\section{Further results}
\label{sec:further-results}
\subsection{Additional metrics}

% \subsubsection{Multi-class classification results (F1 score)}
\input{tables/table_multi_f1}

% \subsubsection{Multi-class classification results (ROC AUC)}
\input{tables/table_multi_auc}

% \subsubsection{Multi-class classification results (MCC)}
\input{tables/table_multi_mcc}

\subsection{Ablation: Small batch size regimes}
To better understand the benefits of combining a class-imbalance aware loss function with cross-entropy loss, we performed an experiment in a small batch size regime, which is commonly found in 3D medical image analysis.
The results from three independent runs are shown in Table~\ref{tab:ablation_low_batch_size}.
Noteworthy, we observe clearly lower standard deviations when combining soft MCC with cross-entropy loss, indicating a stabilizing effect of combining both losses. 
\input{tables/table_ablation_low_batch_size}

\section{Implementation details}\label{sec:training-setup}

\subsection{Glioma dataset}
\subsubsection{Image preprocessing and segmentation}
All images were preprocessed and segmented using the publicly available BraTS Toolkit~\cite{koflerBraTSToolkitTranslating2020}.
☆ ☆ ☆
## GOAL OF THE EXERCISE
Write what comes next in the LaTeX appendix on further results and implementation details, picking up after its last sentence about the glioma images. You won't need the records.

## Items from a dataset
☆ ☆ ☆
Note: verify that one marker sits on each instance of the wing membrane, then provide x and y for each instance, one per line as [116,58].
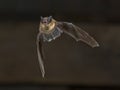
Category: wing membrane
[77,33]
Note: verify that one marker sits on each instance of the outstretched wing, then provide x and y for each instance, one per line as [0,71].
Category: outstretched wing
[77,33]
[40,53]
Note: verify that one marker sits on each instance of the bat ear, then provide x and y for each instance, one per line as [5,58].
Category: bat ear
[49,18]
[41,17]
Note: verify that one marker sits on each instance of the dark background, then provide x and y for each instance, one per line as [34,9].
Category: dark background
[69,64]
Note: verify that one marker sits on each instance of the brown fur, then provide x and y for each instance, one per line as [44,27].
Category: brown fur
[47,28]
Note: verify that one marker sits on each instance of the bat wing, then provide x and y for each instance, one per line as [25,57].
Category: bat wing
[77,33]
[40,53]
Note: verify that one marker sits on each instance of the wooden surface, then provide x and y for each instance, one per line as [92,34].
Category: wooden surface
[67,61]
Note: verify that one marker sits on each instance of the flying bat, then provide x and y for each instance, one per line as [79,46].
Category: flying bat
[50,29]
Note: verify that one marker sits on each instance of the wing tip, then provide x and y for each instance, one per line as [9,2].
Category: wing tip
[96,45]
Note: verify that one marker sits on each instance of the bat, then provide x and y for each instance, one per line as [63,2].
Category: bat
[50,29]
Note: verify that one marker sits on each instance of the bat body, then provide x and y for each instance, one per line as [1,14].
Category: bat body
[51,29]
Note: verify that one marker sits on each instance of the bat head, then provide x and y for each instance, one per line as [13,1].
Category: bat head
[46,20]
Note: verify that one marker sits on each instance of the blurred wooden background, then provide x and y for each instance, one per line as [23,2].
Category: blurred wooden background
[67,61]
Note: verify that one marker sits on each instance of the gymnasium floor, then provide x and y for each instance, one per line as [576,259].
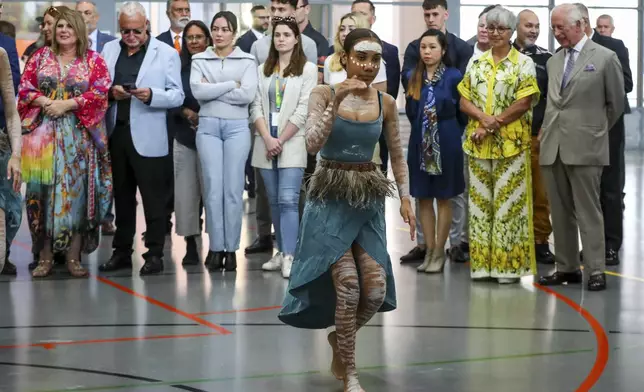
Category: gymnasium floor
[191,330]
☆ ☆ ☆
## REPLY TO THE TASK
After tumor segmentation, images are [0;1] normalized within the brainmask.
A $96^3$ patch, centered around the center of mass of the tumor mask, is cropped from the image.
\begin{figure}[h]
   \includegraphics[width=\linewidth]{imgs/figure_3.jpeg}
    \vspace*{-10mm}
   \caption{
       Visualization of the four input sequences available in our dataset.
       The top row shows entire slices (with the tumor segmentation overlaid in red), and the bottom row shows the crops used for model training.}
   \label{fig:cropping}
\end{figure}

\subsubsection{Data augmentation}
We incorporate a range of randomized image intensity and geometry augmentations with a probability of 0.5.
%The mix of augmentations increases the robustness of the model through more variability in the training data.
The set of intensity-changing augmentations consists of randomly adjusting gamma values within the range of 0.5 to 1.5 and Gaussian blur, with a standard deviation varying randomly between 0 and 1.5.
In our geometric augmentations, we randomly flip along the sagittal, coronal, or axial planes and randomly crop with a randomized center, selecting a $64^3$ cube within an already cropped tumor region to introduce more variability in the tumor's positioning.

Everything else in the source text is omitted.